= やること =
下にある『火垂るの墓』を論じた文章を、最後の文の後から書き進めること。

ブルーレイで確認してみると、1987年に駅をロケハンした映像に同じ形の灰皿が記録されている。火垂るの墓は、過去の話をしていてラストシーンで現在に戻ると思われていたが、冒頭から現在が描かれていたのだ。
冒頭から清太の霊が、自分の人生最期の3ヶ月間を何度も何度もリプレイして苦しんでいるというところから始まる話なのだ。では、なぜそんなことになってしまったのか?なぜ、清太は死後40年あまりもそこに囚われているのか?という理由と説明がこの映画になっている。
まとめると清太が地縛霊のようにこの土地に四十数年も囚われ、なぜ最も辛かった期間を何度も何度もリプレイ体験させられるのか、呪われている理由は何なのか?というミステリーになっているのだ。
なぜこんなトラウマアニメを作ったのか?
節子が後半、栄養失調で死にかけていて清太が最後の貯金をおろして米と卵、鶏肉を買い、節子のために雑炊を作ってあげるが、作っている最中に節子は死んでしまうというシーンがあります。
そして節子が死んだ翌朝、清太が節子を火葬している間に清太たちが住んでいた洞窟が映し出されるシーンがある。そこには食べ終わって空になった雑炊の土鍋が描かれている。妹のために作った雑炊を普通は、妹が死んじゃったからといって食べないだろう。
さらに節子が一口しか食べなかったスイカも、皮だけになったスイカの描写がされている。節子が死んでしまった後に清太が、生きていくために食欲を満たしたという高畑監督のリアリズムが描かれているのだ。

= 記録 =
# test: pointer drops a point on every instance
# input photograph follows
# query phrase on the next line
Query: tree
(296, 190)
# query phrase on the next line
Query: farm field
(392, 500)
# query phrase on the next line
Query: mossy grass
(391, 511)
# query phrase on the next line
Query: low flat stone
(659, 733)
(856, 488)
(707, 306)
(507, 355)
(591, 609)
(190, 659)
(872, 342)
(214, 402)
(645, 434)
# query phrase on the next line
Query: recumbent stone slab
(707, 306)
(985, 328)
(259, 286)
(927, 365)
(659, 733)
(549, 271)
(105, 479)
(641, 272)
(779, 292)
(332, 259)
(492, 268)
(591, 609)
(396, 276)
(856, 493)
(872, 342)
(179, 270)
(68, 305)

* * *

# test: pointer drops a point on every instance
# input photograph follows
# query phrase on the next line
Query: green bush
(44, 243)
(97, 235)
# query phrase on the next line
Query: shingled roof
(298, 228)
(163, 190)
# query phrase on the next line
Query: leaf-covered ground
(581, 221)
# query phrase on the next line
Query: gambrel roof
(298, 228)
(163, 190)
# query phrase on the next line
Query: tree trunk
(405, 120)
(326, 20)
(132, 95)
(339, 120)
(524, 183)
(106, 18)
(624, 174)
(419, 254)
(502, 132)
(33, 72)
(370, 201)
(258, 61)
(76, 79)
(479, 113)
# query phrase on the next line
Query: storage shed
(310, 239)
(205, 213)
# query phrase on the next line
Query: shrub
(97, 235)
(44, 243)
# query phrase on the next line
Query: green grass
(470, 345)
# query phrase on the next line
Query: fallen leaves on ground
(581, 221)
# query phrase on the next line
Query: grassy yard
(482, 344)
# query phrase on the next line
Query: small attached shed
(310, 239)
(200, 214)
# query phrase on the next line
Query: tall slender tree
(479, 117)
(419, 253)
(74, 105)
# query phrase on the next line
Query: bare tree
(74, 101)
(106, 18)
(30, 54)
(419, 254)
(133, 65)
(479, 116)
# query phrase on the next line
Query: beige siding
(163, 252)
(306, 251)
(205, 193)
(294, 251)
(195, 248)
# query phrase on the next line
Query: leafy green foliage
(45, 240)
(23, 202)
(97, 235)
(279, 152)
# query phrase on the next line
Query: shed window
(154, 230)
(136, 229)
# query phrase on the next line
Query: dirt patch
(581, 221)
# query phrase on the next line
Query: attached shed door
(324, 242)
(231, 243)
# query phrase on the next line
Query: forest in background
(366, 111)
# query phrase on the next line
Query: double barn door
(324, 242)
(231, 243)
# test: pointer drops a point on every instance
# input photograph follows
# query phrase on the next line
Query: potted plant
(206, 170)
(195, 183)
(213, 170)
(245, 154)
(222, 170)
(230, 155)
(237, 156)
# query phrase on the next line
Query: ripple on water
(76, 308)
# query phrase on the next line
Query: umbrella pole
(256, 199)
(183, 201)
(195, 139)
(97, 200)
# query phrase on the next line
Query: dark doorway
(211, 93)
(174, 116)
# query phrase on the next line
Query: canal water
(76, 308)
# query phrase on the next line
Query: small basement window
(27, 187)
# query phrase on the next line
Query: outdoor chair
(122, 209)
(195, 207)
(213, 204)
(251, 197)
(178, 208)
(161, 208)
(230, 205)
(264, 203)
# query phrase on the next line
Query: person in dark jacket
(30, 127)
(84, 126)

= 回答 =
節子の死後、清太は無表情に描かれている。清太が無表情な理由は、この時の清太は人間性を失っているから。人間性を失っているから妹が死んでもお腹は減るし、雑炊も食べてしまう。妹が死んだことでもう世話をしなくていいと安心したことでお腹が減ってしまう。というような表現がされているのだ。
しかし、観客は無表情で妹を弔う清太を見て勝手に清太の気持ちを解釈して泣いてしまう。演技者が無表情でも観客は、前後の映像で無意識に意味を解釈するという性質がある。これをクレショフ効果と言い、観客は人間性が壊れた清太を見て、人間性を取り戻して感情が動いて泣いてしまうという、アクロバティックな構造でできている映画なのだ。
高畑監督は「火垂るの墓」を文芸アニメとして作っている。多くはエンターテインメントアニメとして作られて、キャラに演技をつけて、このキャラが何を考え、どういう人物なのかをセリフで説明する。しかし文芸にはキャラという概念はなく、何を考えているからわからない登場人物を観客一人一人が、この人物は何を考えているのだろうかと回答を出すのが文芸なのだ。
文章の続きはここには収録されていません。